Brief — State how many lines in the records below contain the string "column", with case counting, and give only that number.

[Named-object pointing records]
— begin —

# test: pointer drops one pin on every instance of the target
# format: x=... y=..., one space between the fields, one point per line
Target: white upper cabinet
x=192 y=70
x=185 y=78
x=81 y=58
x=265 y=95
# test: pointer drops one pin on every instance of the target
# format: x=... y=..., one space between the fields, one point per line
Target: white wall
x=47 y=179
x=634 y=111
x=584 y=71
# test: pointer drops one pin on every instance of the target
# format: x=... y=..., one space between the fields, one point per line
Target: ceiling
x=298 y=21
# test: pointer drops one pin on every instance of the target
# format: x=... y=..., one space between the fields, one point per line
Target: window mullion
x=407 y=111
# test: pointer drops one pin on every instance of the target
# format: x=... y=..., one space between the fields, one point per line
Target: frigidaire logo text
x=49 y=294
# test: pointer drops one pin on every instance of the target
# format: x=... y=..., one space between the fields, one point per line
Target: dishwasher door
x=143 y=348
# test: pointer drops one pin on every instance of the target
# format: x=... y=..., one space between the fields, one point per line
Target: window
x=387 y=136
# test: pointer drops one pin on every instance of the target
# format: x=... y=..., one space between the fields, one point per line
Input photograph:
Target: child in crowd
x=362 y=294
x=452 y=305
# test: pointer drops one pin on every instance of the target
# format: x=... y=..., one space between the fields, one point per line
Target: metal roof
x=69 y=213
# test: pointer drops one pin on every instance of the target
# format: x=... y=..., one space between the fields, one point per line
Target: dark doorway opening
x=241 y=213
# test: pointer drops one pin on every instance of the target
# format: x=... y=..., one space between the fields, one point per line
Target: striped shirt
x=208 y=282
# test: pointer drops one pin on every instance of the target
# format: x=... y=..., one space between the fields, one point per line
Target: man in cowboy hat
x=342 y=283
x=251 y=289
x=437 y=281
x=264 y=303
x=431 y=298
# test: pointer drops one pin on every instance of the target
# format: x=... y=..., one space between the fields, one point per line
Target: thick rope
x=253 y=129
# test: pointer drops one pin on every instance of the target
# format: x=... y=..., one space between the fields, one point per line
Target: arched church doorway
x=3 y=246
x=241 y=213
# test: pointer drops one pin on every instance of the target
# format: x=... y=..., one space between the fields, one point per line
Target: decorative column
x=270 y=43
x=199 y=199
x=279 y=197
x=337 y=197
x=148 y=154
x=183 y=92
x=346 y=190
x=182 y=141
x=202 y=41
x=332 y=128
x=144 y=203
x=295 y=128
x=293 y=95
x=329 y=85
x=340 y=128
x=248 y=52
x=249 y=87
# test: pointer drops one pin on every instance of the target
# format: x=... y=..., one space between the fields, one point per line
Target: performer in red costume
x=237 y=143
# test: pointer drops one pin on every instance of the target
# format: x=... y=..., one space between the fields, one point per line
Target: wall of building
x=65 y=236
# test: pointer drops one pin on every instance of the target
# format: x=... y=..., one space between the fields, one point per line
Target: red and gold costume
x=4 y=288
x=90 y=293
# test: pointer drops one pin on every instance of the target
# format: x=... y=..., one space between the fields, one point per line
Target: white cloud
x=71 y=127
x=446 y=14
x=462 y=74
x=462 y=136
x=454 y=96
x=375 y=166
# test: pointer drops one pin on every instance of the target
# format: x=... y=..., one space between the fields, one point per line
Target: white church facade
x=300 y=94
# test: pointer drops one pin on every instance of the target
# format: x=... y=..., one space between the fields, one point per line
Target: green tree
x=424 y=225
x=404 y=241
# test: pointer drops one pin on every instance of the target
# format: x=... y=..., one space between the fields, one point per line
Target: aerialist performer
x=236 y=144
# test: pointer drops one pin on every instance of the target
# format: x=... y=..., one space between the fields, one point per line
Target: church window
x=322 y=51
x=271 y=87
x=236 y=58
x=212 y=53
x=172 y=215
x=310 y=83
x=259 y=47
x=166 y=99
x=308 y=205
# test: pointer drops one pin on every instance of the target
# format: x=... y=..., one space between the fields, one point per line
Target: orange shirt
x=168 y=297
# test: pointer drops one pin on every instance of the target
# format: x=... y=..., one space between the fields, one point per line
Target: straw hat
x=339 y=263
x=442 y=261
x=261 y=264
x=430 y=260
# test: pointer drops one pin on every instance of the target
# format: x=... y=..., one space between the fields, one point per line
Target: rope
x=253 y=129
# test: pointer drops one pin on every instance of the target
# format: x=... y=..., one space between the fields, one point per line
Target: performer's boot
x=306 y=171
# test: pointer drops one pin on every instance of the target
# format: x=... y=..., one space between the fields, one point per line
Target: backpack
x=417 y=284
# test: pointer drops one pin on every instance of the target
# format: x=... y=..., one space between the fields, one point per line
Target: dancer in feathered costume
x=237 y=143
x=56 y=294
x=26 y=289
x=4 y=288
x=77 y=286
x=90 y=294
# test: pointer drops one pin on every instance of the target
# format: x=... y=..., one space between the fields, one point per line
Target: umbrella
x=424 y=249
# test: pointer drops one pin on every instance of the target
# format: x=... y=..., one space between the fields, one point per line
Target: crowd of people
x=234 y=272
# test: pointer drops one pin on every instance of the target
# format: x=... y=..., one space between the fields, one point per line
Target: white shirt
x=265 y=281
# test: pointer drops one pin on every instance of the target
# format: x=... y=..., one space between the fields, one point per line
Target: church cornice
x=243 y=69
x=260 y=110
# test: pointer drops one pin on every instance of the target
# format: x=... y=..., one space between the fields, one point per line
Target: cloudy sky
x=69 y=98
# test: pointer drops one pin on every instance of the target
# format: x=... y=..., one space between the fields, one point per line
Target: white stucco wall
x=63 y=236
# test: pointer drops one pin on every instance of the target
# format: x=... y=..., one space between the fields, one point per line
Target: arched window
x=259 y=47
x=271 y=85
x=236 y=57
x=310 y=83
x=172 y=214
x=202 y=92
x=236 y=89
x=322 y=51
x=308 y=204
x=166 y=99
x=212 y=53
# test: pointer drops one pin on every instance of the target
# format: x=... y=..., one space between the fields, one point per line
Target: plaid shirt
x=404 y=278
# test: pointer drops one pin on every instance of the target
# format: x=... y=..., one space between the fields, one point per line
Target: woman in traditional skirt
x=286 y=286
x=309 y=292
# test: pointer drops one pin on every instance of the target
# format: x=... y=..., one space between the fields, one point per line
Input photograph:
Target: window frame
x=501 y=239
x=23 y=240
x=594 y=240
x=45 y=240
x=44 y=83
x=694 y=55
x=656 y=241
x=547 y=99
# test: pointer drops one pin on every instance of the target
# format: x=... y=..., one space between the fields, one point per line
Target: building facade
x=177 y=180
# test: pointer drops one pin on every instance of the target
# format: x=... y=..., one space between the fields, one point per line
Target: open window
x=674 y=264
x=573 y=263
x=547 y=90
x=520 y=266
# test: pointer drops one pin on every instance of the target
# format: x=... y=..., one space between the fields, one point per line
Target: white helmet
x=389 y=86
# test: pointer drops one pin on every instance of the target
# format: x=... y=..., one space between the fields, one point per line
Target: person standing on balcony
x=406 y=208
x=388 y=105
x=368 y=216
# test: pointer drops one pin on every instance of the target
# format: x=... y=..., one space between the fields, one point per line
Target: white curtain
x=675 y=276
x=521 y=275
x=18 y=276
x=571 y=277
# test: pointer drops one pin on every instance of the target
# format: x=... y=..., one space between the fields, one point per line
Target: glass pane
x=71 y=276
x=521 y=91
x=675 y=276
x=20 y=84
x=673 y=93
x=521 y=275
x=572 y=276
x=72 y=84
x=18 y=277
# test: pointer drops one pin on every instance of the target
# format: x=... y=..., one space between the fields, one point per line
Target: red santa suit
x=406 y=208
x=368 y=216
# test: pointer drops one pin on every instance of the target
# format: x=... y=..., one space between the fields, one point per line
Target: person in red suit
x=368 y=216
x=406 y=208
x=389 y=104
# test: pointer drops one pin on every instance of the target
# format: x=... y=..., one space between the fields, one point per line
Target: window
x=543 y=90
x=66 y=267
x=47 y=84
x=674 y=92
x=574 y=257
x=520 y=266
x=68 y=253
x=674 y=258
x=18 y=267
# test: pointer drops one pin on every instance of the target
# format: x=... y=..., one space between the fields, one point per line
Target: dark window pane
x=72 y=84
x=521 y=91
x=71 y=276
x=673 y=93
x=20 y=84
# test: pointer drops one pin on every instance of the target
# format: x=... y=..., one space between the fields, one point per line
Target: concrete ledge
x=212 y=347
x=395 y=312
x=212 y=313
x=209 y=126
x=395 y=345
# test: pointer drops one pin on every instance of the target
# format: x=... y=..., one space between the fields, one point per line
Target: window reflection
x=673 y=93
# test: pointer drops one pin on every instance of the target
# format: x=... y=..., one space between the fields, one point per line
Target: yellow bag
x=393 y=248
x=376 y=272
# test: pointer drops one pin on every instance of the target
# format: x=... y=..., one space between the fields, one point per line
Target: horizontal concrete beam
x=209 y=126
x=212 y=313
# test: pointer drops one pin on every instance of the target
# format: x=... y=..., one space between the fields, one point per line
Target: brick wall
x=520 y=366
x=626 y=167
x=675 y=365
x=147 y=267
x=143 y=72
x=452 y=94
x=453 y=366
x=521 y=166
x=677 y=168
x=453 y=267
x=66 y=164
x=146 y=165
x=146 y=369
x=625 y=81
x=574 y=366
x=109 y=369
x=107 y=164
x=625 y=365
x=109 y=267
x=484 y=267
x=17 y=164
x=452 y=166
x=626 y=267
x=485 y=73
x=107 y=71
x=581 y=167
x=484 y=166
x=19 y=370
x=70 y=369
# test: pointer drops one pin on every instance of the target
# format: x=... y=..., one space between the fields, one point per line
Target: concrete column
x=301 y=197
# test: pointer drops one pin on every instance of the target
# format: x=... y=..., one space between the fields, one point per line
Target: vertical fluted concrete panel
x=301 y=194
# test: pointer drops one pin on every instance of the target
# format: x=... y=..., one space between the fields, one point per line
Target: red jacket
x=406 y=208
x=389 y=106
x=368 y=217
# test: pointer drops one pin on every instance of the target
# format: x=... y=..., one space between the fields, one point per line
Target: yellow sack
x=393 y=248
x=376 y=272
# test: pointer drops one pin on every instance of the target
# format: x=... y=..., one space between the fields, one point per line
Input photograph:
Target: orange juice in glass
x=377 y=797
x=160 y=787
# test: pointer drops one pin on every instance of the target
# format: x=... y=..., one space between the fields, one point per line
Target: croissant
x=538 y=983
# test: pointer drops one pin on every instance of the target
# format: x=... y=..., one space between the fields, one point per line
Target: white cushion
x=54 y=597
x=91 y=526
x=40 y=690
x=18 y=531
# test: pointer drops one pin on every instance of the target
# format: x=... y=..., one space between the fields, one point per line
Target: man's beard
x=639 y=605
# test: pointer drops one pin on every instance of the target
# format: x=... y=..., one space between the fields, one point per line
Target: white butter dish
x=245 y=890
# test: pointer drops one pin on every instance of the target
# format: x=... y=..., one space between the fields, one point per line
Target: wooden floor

— end —

Problem solution — 2